Fuzzy clustering algorithms are widely used with well-understood properties and benefits in various applications. Nevertheless, there has been very little analysis of using fuzzy clustering algorithms in regards to generating the base partitions in cluster ensembles. [35] compares hard and fuzzy C-means [7] algorithms in the well-known evidence-accumulation framework of cluster ensembles. In the study, it is observed that the fuzzy C-means approach requires much fewer base partitions for the cluster ensemble to converge, and is more tolerant of outliers in the data.

[5] propose a fuzzy ensemble clustering approach to address the issue of unclear boundaries between the clusters from the biological and biomedical gene expression data analysis. The approach takes into account their inherent fuzziness. The goal of the study is improving the accuracy and robustness of clustering results. After applying random projections to obtain lower dimensional gene expression data, the method applies the fuzzy K-means algorithm on the low dimensional data to generate multiple fuzzy base clusters. Then, the fuzzy clusters are combined using a similarity matrix where the elements of the matrix are generated by the fuzzy t-norms algorithm, and finally, the fuzzy K-means algorithm is applied to the rows of the similarity matrix to obtain the consensus clustering. It is demonstrated that the proposed ensemble approach is competitive with the other ensemble methods.

────────────────

**THE TASK:**
Answer these questions from the fuzzy clustering text.
1. In the comparison of hard and fuzzy C-means, what two advantages did the fuzzy C-means approach show?
2. What is applied to the gene expression data before the fuzzy K-means algorithm generates the base clusters?
3. Which algorithm generates the elements of the similarity matrix?

**THE DATA:**

────────────────

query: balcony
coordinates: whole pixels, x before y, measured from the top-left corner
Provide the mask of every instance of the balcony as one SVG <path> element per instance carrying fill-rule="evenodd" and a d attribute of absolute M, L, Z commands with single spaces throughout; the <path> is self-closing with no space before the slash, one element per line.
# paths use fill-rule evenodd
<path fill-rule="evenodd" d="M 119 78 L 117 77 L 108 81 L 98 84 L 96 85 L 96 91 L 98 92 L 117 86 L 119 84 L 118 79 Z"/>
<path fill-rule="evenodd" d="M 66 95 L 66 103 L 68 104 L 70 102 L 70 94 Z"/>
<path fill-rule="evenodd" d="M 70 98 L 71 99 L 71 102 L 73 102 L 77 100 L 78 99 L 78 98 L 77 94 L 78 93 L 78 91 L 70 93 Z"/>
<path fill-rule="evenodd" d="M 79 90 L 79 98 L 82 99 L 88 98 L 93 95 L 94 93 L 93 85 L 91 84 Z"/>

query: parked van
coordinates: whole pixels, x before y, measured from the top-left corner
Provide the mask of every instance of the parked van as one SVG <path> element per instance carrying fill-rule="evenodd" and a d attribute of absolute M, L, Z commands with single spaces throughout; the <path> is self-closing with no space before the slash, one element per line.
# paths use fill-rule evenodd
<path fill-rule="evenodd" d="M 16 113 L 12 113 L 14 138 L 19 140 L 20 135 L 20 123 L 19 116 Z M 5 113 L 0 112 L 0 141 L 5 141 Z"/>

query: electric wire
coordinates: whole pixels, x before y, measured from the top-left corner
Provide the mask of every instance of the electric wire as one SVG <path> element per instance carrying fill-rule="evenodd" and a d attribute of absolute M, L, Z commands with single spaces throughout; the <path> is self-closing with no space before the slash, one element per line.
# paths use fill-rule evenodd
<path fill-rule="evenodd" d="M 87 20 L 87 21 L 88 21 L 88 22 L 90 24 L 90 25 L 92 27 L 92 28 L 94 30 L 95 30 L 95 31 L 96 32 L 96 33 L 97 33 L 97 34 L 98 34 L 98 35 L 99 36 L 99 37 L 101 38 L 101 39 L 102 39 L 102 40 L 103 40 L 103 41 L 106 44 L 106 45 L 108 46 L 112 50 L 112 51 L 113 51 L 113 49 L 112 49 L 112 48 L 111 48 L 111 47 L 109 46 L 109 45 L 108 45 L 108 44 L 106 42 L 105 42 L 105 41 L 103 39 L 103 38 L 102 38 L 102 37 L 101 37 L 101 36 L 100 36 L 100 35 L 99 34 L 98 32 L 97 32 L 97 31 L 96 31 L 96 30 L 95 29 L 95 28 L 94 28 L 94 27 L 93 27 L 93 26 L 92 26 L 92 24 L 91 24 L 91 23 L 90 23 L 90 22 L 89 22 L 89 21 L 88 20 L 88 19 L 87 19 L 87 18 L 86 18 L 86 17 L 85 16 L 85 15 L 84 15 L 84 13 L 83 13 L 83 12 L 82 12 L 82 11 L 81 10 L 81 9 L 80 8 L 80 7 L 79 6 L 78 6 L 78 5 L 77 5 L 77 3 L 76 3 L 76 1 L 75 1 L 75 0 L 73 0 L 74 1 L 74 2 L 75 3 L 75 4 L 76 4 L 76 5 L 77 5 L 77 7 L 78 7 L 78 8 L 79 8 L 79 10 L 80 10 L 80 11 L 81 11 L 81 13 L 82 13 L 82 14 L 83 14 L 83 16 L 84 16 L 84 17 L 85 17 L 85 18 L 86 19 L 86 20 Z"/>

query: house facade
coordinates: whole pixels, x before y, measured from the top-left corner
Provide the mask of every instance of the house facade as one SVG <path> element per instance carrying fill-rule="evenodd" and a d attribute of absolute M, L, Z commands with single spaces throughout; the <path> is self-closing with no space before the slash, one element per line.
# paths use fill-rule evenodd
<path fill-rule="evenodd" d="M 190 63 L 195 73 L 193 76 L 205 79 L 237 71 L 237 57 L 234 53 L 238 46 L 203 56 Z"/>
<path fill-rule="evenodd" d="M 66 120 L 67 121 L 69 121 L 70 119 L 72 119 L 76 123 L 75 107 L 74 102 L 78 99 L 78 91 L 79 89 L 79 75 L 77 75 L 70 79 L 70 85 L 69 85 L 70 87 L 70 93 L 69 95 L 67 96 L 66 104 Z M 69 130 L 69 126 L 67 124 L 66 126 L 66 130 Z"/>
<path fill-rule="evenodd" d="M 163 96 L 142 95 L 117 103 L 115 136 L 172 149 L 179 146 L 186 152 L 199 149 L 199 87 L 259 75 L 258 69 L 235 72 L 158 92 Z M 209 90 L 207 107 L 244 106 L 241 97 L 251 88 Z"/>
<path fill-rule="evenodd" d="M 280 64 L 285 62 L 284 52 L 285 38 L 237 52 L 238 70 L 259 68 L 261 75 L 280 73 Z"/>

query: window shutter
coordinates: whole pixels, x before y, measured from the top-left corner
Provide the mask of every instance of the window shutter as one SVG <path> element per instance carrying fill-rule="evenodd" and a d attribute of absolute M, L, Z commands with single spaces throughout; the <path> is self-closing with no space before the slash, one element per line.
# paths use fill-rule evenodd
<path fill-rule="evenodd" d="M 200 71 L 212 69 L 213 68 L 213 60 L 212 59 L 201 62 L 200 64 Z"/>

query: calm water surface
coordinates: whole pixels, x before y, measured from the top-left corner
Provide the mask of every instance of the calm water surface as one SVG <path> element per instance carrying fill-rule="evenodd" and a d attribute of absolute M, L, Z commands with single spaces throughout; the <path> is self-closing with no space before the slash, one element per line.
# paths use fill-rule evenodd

────────────────

**YOUR RESPONSE:**
1. It requires much fewer base partitions for the cluster ensemble to converge, and it is more tolerant of outliers in the data.
2. Random projections, which give lower dimensional gene expression data.
3. The fuzzy t-norms algorithm.